TASK REQUIREMENTS: For the records that follow, return only the count of lines containing the string "instance".

Stored data entries:
────────────────────
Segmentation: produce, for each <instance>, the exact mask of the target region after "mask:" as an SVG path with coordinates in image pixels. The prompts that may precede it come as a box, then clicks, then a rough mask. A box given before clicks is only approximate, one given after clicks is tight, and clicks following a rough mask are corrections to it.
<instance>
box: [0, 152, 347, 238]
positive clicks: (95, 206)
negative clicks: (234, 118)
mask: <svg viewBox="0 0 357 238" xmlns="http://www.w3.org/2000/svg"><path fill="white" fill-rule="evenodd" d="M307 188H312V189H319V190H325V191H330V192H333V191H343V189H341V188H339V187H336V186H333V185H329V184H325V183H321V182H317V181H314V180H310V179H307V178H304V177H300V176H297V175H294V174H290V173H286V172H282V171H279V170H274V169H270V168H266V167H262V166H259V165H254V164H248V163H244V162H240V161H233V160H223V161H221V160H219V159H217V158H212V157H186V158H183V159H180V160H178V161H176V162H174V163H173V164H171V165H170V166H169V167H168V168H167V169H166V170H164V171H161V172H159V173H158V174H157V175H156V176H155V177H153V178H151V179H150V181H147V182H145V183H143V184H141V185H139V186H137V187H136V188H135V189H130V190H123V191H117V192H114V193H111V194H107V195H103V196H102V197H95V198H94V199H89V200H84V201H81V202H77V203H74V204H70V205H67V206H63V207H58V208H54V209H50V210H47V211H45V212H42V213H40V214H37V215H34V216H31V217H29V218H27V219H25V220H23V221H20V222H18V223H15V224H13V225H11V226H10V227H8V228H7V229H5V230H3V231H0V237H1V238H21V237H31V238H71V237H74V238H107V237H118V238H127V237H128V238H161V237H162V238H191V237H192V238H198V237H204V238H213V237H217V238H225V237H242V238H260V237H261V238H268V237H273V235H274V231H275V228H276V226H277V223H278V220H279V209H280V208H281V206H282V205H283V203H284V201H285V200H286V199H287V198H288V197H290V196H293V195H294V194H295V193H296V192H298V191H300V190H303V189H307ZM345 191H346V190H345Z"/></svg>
────────────────────
WRITTEN RESPONSE: 2